[To be done]
1 – In the command-line setup guide below, what is the pathname of the Mac terminal application?
2 – Repeat the command-line setup guide word for word, everything from "2. Text editors" down to "other programs easily.".

Now that you've tried out the command line in a browser, let's see how it works on your computer.

1. Mac: Accessing the command line

If you have a Mac, you actually have two operating systems installed. You have the Mac operating system that you typically interact with, and you have a Unix operating system that you can interact with via the terminal. To find the terminal, you can go to Applications > Utilities and find the application called "Terminal.app". The pathname (remember our Command Line tutorial above) is: /Applications/Utilities/Terminal.app Double click on Terminal.app. You are now in the Unix terminal on your Mac machine.

2. Windows: Accessing Linux-like command line

If you are on a Windows machine, you can install MoabXterm, a Linux-like environment that will allow you to run basic Unix commands and to SSH/SFTP. You can install it from here:

	http://mobaxterm.mobatek.net

3. Unix/Linux Tutorials

Now that you have access to the shell/terminal on your computer, you can run through additional tutorials. Students in the lab have found these tutorials useful:

	Learning the shell
	http://linuxcommand.org/lc3_learning_the_shell.php

	UNIX Tutorial for Beginners
	http://www.ee.surrey.ac.uk/Teaching/Unix/

2. Text editors

Throughout your coding, you'll want to use a text editor to write and read your code. While Word or Pages are easy to work with, they add invisible characters and are not saved in a format that can be input into other programs easily.

If you like to work in the terminal you can use terminal-based text editors like vi/vim:

	http://www.vim.org/

Alternatively you may want a GUI-based text editor, like VSCodium:

	https://vscodium.com/

Or Sublime:

	https://www.sublimetext.com/

3. Introduction to python

There are many different languages that we can write code or scripts in for analyzing our data. One of the most commonly used langauges in bioinfomatics is python. The tutorial at codecademy can help you get started with learning python syntax, though there are many other places to learn coding in python.

	https://www.codecademy.com/learn/learn-python-3

For advanced python, you can run through the Python Data Science Handbook:

	https://github.com/jakevdp/PythonDataScienceHandbook

For visualizing what your python code is actually doing:

	http://pythontutor.com/visualize.html#mode=display

4. Introduction to R

Other than working within the terminal (command line), and writing codes in python, the other key component to doing bioinformatics is being able to do statistics. For our lab, nearly all the statistical analysis we do will be in R. R is a "free software environment for statistical computing and graphics": https://www.r-project.org.

[Provided data]
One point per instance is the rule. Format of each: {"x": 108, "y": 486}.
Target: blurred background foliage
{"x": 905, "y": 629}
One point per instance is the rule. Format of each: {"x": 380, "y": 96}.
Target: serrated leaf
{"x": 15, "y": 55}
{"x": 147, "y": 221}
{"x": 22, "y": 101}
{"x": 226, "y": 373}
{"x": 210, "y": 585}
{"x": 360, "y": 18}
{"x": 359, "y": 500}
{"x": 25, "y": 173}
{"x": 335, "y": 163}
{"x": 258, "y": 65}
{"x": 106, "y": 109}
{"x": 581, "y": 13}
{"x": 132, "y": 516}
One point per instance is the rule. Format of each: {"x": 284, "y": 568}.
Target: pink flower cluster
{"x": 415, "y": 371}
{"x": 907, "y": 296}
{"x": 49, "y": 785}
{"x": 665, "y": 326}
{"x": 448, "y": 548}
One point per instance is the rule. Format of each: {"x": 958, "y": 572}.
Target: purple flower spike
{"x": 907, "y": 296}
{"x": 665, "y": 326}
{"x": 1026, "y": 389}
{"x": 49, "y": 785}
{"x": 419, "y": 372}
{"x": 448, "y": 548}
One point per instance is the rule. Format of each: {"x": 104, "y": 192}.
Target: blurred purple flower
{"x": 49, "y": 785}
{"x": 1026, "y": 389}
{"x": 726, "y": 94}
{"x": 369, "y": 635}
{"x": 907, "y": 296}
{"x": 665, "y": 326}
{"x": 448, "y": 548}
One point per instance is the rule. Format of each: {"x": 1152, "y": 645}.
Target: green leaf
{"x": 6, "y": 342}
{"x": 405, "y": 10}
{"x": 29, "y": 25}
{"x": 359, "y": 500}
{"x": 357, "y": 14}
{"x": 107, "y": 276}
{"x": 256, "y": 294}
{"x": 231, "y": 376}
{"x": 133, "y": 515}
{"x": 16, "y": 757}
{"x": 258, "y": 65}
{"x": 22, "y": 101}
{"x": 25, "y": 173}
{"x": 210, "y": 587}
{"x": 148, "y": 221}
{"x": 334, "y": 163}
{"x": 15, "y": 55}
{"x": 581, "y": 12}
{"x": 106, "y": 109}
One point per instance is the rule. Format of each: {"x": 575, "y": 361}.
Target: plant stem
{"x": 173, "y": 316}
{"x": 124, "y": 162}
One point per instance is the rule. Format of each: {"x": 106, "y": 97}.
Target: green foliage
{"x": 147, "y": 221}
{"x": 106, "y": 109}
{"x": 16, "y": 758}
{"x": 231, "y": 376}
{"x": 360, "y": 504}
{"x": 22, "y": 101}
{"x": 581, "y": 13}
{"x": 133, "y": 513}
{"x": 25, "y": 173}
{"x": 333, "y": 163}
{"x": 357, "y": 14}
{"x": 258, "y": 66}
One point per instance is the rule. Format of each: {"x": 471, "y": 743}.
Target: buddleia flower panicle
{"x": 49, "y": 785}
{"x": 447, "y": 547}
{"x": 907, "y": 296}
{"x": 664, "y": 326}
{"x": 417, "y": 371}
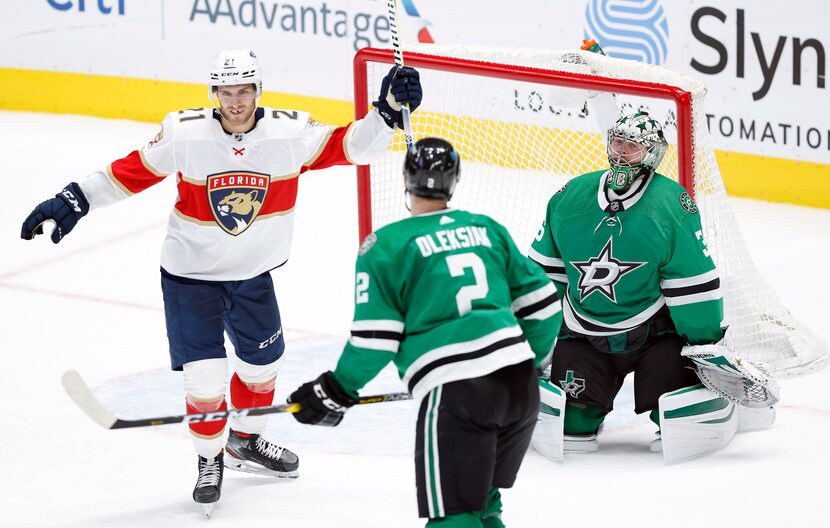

[Exercise answers]
1 – /Applications/Utilities/Terminal.app

2 –
2. Text editors

Throughout your coding, you'll want to use a text editor to write and read your code. While Word or Pages are easy to work with, they add invisible characters and are not saved in a format that can be input into other programs easily.